• [Data records]
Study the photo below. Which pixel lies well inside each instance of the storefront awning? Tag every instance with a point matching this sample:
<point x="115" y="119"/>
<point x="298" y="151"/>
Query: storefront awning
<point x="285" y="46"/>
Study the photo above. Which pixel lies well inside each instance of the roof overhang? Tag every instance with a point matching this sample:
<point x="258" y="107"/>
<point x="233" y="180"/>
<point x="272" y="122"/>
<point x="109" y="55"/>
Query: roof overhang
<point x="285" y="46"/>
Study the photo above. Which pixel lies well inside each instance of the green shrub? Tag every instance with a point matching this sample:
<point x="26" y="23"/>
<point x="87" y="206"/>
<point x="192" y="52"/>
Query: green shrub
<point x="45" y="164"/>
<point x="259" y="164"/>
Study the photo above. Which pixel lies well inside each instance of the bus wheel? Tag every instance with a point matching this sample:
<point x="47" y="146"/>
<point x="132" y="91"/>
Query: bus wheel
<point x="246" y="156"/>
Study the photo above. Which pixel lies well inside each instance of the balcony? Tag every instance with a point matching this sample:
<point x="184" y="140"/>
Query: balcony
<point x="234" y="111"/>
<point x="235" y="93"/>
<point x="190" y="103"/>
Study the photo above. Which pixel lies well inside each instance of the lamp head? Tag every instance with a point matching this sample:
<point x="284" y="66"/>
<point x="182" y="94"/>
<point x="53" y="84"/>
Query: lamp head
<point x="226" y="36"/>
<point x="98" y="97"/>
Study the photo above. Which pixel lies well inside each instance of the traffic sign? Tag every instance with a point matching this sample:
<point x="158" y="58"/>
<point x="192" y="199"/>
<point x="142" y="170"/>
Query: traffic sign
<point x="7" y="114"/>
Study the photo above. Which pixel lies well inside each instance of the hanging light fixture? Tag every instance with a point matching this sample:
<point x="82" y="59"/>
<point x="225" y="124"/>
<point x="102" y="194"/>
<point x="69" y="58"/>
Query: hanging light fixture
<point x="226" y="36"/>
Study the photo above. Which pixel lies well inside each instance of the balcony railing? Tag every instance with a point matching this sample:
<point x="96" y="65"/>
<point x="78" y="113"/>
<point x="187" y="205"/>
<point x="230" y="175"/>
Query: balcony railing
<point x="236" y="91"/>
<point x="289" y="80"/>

• [Exercise brief] Once you reach the line containing "Query: bus wheel", output that line and each one after it exactly, ending with the final line of the listing and adding nothing else.

• [Solution]
Query: bus wheel
<point x="246" y="156"/>
Study the photo above. Which pixel lies well inside each instance of the balcony? Tag every instance with a point matching this sample:
<point x="184" y="140"/>
Query: balcony
<point x="234" y="111"/>
<point x="235" y="93"/>
<point x="190" y="103"/>
Study the photo above. Which pixel lies well inside each instance of the lamp head? Tag every instance with a point matching this sample:
<point x="284" y="66"/>
<point x="182" y="94"/>
<point x="53" y="84"/>
Query: lamp head
<point x="226" y="36"/>
<point x="98" y="97"/>
Study the photo above. Which pixel lies well inside each instance of the traffic sign? Tag every instance with a point matching this sample:
<point x="158" y="58"/>
<point x="192" y="199"/>
<point x="142" y="170"/>
Query: traffic sign
<point x="7" y="114"/>
Study the photo above. Which pixel lies well inside each instance of the hanging light fixture? Tag every instance with a point matching this sample:
<point x="82" y="59"/>
<point x="225" y="124"/>
<point x="102" y="194"/>
<point x="69" y="58"/>
Query: hanging light fixture
<point x="226" y="36"/>
Study the photo above. Which pixel lies well inside each instance of the balcony railing? Tag every instance with a point matching this sample:
<point x="96" y="65"/>
<point x="78" y="113"/>
<point x="187" y="205"/>
<point x="230" y="175"/>
Query: balcony railing
<point x="236" y="91"/>
<point x="289" y="80"/>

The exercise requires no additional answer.